## START Extracted material

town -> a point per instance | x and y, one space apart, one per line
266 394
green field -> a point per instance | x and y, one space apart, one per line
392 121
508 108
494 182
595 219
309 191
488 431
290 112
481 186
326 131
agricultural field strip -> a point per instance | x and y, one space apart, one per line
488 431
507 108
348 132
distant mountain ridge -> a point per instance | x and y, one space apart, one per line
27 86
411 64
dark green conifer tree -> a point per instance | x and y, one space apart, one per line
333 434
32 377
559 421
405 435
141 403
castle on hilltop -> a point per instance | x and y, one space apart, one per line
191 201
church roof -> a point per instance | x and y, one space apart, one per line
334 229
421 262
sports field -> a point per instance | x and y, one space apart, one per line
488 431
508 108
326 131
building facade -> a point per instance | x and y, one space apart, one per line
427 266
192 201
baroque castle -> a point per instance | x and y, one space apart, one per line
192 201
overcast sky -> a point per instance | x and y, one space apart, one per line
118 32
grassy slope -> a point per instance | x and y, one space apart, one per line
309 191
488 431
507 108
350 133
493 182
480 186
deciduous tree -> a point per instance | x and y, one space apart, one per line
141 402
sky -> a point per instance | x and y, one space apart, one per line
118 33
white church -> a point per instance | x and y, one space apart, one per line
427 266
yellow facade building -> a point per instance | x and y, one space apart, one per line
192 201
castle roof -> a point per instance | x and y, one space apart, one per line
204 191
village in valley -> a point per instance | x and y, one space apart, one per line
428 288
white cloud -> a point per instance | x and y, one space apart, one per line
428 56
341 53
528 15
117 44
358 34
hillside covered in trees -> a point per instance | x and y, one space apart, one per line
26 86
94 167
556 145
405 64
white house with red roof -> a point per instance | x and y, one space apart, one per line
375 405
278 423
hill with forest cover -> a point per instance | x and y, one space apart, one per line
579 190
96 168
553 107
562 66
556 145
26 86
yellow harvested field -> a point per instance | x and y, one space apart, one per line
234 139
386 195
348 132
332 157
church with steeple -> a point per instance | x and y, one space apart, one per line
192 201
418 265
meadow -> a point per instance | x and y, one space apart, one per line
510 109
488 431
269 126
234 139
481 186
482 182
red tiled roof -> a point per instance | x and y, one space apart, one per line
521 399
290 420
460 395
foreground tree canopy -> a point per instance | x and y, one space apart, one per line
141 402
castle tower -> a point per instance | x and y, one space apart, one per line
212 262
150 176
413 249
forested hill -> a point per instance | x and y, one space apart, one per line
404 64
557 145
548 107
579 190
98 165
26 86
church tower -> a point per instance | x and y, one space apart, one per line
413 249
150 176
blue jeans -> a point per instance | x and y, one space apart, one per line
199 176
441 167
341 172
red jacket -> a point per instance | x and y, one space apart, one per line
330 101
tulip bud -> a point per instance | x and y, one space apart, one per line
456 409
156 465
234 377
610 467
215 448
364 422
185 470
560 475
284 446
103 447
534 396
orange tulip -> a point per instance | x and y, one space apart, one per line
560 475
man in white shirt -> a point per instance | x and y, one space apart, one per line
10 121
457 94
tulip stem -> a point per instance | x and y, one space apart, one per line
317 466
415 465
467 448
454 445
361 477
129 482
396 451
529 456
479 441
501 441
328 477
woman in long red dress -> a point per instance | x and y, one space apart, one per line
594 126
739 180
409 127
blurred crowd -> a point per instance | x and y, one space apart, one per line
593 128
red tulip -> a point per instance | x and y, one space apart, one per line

## END Extracted material

» Written problem:
Copy all of the data above line for line, changing nothing.

» Exercise response:
town -> a point per instance | x and y, one space apart, one per line
266 394
green field -> a point per instance | x and y, one space apart, one per line
392 121
508 108
494 182
595 219
309 191
488 431
290 112
481 186
326 131
agricultural field strip -> a point per instance | x and y, one space apart, one per line
488 431
507 108
348 132
distant mountain ridge -> a point per instance | x and y, one space apart, one per line
27 86
411 64
dark green conifer tree -> a point per instance | x and y, one space apart, one per line
333 434
32 377
559 421
405 435
141 403
castle on hilltop -> a point per instance | x and y, one space apart, one per line
191 201
church roof -> a point per instance | x and y, one space apart, one per line
334 229
421 262
sports field -> a point per instance | x and y, one space apart, one per line
488 431
508 108
326 131
building facade -> a point per instance | x and y, one space apart, one per line
427 266
192 201
baroque castle -> a point per instance | x and y, one space apart, one per line
192 201
overcast sky -> a point per instance | x and y, one space apart, one per line
118 32
grassy slope -> a point per instance | x and y, one space apart, one per line
309 191
488 431
507 108
350 133
493 182
480 186
deciduous tree -> a point per instance | x and y, one space apart, one per line
141 402
sky -> a point per instance | x and y, one space apart, one per line
118 33
white church -> a point per instance | x and y, one space apart, one per line
427 266
yellow facade building -> a point per instance | x and y, one space apart, one per line
192 201
castle roof -> a point per instance | x and y, one space apart, one per line
204 191
village in valley -> a point per instance | x and y, one space apart, one per line
428 288
white cloud -> a point per instance | x and y, one space apart, one per line
428 56
341 53
528 15
117 44
358 34
hillside covered in trees -> a point per instance | x and y, one space apart, one per line
26 86
94 167
556 145
405 64
white house with red roof -> a point per instance | x and y, one space apart, one per line
375 405
278 423
hill with forest cover -> a point per instance | x and y, one space apart, one per line
579 190
96 168
553 107
562 66
556 145
26 86
yellow harvested field -> a point per instance | x and y, one space apart, one per line
234 139
386 195
348 132
332 157
church with steeple -> a point per instance | x and y, one space apart, one per line
192 201
418 265
meadow -> a point per instance | x and y, one space apart, one per line
510 109
488 431
269 126
234 139
481 186
482 182
red tiled roof -> a point per instance | x and y, one space apart, one per line
521 399
290 420
460 395
foreground tree canopy -> a point per instance | x and y, one space apart, one per line
141 402
castle tower -> a point per instance | x and y, one space apart, one per line
212 262
150 176
413 249
forested hill -> a point per instance | x and y, one space apart, one per line
404 64
557 145
548 107
579 190
98 165
26 86
church tower -> a point per instance | x and y, one space apart, one per line
413 249
150 176
blue jeans -> a point per instance | x and y, one space apart, one per line
199 176
441 167
341 172
red jacket -> a point per instance | x and y, one space apart, one per line
330 101
tulip bud -> a point per instance | x and y, one space apart, one per line
456 409
156 465
234 377
610 467
215 448
364 422
185 470
560 475
284 446
103 447
534 396
orange tulip -> a point per instance | x and y, one space apart, one per line
560 475
man in white shirt -> a point per instance | x and y, one space apart, one per line
10 121
457 94
tulip stem -> a point per instance | x and y, one space apart, one per line
317 466
415 465
467 448
454 445
361 477
129 482
396 451
529 456
479 441
501 441
328 477
woman in long red dress -> a point per instance | x and y, one space apart, one per line
594 126
739 180
409 127
blurred crowd -> a point per instance | x and y, one space apart, one per line
593 128
red tulip -> a point per instance | x and y, one space apart, one per line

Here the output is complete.